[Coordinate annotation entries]
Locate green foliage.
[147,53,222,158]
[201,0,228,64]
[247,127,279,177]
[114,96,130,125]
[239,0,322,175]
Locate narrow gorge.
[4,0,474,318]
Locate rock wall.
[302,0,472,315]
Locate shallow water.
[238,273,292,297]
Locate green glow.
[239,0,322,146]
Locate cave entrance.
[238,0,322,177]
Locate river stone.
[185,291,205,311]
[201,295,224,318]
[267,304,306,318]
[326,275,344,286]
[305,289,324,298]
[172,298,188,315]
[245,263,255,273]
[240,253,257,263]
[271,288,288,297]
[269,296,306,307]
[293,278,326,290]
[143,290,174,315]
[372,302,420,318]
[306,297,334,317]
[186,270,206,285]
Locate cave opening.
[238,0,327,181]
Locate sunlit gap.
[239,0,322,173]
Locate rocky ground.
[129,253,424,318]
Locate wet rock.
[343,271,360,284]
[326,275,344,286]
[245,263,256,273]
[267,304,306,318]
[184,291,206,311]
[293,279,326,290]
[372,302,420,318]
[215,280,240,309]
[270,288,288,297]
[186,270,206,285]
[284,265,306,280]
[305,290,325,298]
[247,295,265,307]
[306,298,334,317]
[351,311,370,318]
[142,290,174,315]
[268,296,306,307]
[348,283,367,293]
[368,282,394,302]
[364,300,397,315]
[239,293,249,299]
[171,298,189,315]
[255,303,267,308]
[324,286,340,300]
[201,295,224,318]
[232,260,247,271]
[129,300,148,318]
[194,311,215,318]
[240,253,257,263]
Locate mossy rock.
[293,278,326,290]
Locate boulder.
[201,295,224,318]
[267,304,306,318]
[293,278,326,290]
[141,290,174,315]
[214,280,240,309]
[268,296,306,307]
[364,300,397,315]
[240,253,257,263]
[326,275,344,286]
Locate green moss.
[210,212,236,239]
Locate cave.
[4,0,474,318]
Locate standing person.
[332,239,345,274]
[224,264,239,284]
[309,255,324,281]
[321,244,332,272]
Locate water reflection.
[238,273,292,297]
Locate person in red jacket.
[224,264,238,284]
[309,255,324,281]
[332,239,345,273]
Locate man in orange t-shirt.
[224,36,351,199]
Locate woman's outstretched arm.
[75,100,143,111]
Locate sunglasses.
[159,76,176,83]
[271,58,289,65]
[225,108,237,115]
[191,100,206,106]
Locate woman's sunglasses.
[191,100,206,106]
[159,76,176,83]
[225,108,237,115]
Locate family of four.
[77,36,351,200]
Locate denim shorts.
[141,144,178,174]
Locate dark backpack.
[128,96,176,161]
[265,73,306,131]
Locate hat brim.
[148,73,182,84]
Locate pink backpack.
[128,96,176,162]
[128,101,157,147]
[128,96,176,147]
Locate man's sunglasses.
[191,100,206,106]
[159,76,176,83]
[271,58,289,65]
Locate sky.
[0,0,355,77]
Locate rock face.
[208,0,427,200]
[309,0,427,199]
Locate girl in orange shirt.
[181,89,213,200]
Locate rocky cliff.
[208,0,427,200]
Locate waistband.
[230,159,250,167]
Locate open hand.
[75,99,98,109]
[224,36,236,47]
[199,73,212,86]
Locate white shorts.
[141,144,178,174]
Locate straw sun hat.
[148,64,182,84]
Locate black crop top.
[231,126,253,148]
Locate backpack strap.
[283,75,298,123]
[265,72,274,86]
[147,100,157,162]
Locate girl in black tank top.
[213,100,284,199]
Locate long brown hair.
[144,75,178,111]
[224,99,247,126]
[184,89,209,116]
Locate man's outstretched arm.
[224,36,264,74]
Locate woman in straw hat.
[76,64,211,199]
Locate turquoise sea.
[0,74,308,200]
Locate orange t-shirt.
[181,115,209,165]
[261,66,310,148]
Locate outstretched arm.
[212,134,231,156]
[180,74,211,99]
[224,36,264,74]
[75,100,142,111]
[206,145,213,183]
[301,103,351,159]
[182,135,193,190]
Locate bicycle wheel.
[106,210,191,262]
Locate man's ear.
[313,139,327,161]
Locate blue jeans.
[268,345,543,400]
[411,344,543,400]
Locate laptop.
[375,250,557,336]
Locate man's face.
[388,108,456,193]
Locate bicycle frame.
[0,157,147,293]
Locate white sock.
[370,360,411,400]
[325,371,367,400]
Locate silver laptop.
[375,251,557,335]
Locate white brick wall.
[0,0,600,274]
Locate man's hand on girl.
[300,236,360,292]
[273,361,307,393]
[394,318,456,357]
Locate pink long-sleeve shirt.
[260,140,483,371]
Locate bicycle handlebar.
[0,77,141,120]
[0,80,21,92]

▸ EXERCISE: Substitute "bike" for every "bicycle" in the rows above, and reproduce them with nothing else altered.

▸ OUTPUT OF THE TASK:
Locate green foliage.
[147,53,222,158]
[201,0,228,64]
[247,127,279,177]
[114,96,130,125]
[239,0,322,175]
Locate narrow gorge.
[4,0,474,318]
Locate rock wall.
[302,0,472,315]
Locate shallow water.
[238,273,292,297]
Locate green glow.
[239,0,322,146]
Locate cave entrance.
[238,0,322,177]
Locate river stone.
[185,291,205,311]
[201,295,224,318]
[267,304,306,318]
[326,275,344,286]
[305,289,324,298]
[172,298,188,315]
[245,263,255,273]
[240,253,257,263]
[271,288,288,297]
[269,296,306,307]
[293,278,326,290]
[143,290,174,315]
[372,302,420,318]
[306,297,334,317]
[186,270,206,285]
Locate cave opening.
[238,0,327,181]
Locate sunlit gap.
[239,0,322,173]
Locate rocky ground.
[129,253,424,318]
Locate wet rock.
[343,271,360,284]
[326,275,344,286]
[245,263,256,273]
[267,304,306,318]
[184,291,206,311]
[293,279,326,290]
[372,302,420,318]
[215,280,240,309]
[270,288,288,297]
[186,270,206,285]
[284,265,306,280]
[305,290,325,298]
[247,295,265,307]
[306,298,334,317]
[351,311,370,318]
[142,290,174,315]
[268,296,306,307]
[348,283,367,293]
[368,282,394,302]
[364,300,397,315]
[239,293,249,299]
[171,298,189,315]
[255,303,267,308]
[324,286,340,300]
[201,295,224,318]
[232,260,247,271]
[129,300,148,318]
[194,311,215,318]
[240,253,257,263]
Locate mossy rock.
[293,278,326,290]
Locate boulder.
[201,295,224,318]
[267,304,306,318]
[293,278,326,290]
[141,290,174,315]
[214,280,240,309]
[268,296,306,307]
[364,300,397,315]
[240,253,257,263]
[326,275,344,286]
Locate green moss.
[210,212,236,239]
Locate cave.
[4,0,474,318]
Locate standing person.
[332,239,345,274]
[224,264,239,284]
[309,255,324,281]
[321,244,332,272]
Locate water reflection.
[238,273,292,297]
Locate person in red jacket.
[224,264,238,284]
[309,255,324,281]
[332,239,345,273]
Locate man in orange t-shirt.
[224,36,351,199]
Locate woman's outstretched arm.
[75,100,143,111]
Locate sunglasses.
[159,76,176,83]
[271,58,289,65]
[225,108,237,115]
[191,100,206,106]
Locate woman's sunglasses.
[191,100,206,106]
[159,76,176,83]
[225,108,237,115]
Locate family of four.
[77,36,351,200]
Locate denim shorts.
[141,144,178,174]
Locate dark backpack.
[128,96,176,161]
[265,73,306,131]
Locate hat brim.
[148,73,182,84]
Locate pink backpack.
[128,96,176,162]
[128,101,157,147]
[128,96,176,147]
Locate man's sunglasses.
[191,100,206,106]
[159,76,176,83]
[271,58,289,65]
Locate sky.
[0,0,355,77]
Locate rock face.
[208,0,427,200]
[309,0,427,199]
Locate girl in orange shirt.
[181,89,213,200]
Locate rocky cliff.
[208,0,427,200]
Locate waistband.
[230,159,250,167]
Locate open hand.
[75,99,98,109]
[224,36,236,47]
[199,73,212,86]
Locate white shorts.
[141,144,178,174]
Locate straw sun hat.
[148,64,182,84]
Locate black crop top.
[231,126,253,148]
Locate backpack strap.
[283,75,298,123]
[265,72,274,86]
[147,100,157,162]
Locate girl in black tank top.
[213,100,284,199]
Locate long brown hair.
[144,75,178,111]
[224,99,247,126]
[184,89,209,116]
Locate man's outstretched arm.
[224,36,264,74]
Locate woman in straw hat.
[76,64,211,199]
Locate turquoise sea.
[0,74,308,200]
Locate orange t-shirt.
[181,115,209,165]
[261,66,310,148]
Locate outstretched arm.
[212,134,231,156]
[180,74,211,99]
[224,36,264,74]
[75,100,142,111]
[206,145,213,183]
[301,103,351,159]
[182,135,193,190]
Locate bike wheel.
[106,210,191,262]
Locate man's ear.
[313,139,327,161]
Locate blue jeans.
[268,345,543,400]
[411,344,543,400]
Locate laptop.
[375,250,557,336]
Locate man's face.
[388,108,456,193]
Locate bike frame.
[0,157,147,293]
Locate white sock.
[370,360,411,400]
[325,371,367,400]
Locate silver laptop.
[375,251,557,335]
Locate white brick wall.
[0,0,600,274]
Locate man's hand on girl.
[300,236,360,292]
[273,361,307,393]
[394,318,456,357]
Locate pink long-sleeve shirt.
[260,140,483,371]
Locate bike handlebar.
[0,77,141,120]
[0,80,21,92]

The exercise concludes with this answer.